• _THE TASK_
Render the material below as a Markdown table with two columns, "Number" and "Entry": number each line in order and skip any blank lines.

• _SOURCE RECORDS_
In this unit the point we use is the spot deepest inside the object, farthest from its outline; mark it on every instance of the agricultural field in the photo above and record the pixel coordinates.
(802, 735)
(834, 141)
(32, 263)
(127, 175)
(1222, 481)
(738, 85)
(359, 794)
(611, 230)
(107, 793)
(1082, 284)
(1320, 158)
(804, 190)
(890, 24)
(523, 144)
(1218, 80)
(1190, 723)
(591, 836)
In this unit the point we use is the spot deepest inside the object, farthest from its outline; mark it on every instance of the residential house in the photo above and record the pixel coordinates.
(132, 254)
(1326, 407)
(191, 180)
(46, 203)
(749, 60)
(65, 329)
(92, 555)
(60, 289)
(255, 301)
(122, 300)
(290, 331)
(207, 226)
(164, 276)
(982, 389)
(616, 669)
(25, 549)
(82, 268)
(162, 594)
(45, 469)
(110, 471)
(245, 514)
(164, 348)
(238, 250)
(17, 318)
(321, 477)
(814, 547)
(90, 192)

• _ANSWER TO THIS PROBLEM_
| Number | Entry |
|---|---|
| 1 | In this unit the point we use is the spot deepest inside the object, farthest from its outline; mark it on every instance of the agricultural field in the photo above and record the pixel coordinates. |
| 2 | (802, 735) |
| 3 | (834, 141) |
| 4 | (32, 263) |
| 5 | (127, 175) |
| 6 | (1222, 481) |
| 7 | (738, 85) |
| 8 | (359, 794) |
| 9 | (611, 230) |
| 10 | (107, 793) |
| 11 | (1082, 284) |
| 12 | (1320, 158) |
| 13 | (804, 190) |
| 14 | (890, 24) |
| 15 | (523, 144) |
| 16 | (1218, 80) |
| 17 | (1190, 723) |
| 18 | (591, 836) |
| 19 | In this unit the point we use is the spot deepest inside the object, farthest from its outline; mark it on every instance of the residential house in the photo above and record the pixel coordinates. |
| 20 | (132, 254) |
| 21 | (1326, 407) |
| 22 | (191, 180) |
| 23 | (46, 203) |
| 24 | (749, 60) |
| 25 | (65, 329) |
| 26 | (92, 555) |
| 27 | (60, 289) |
| 28 | (255, 301) |
| 29 | (122, 300) |
| 30 | (290, 331) |
| 31 | (207, 226) |
| 32 | (164, 276) |
| 33 | (982, 389) |
| 34 | (616, 669) |
| 35 | (25, 549) |
| 36 | (82, 268) |
| 37 | (162, 594) |
| 38 | (45, 469) |
| 39 | (110, 471) |
| 40 | (245, 514) |
| 41 | (164, 348) |
| 42 | (238, 250) |
| 43 | (17, 318) |
| 44 | (321, 477) |
| 45 | (814, 547) |
| 46 | (90, 192) |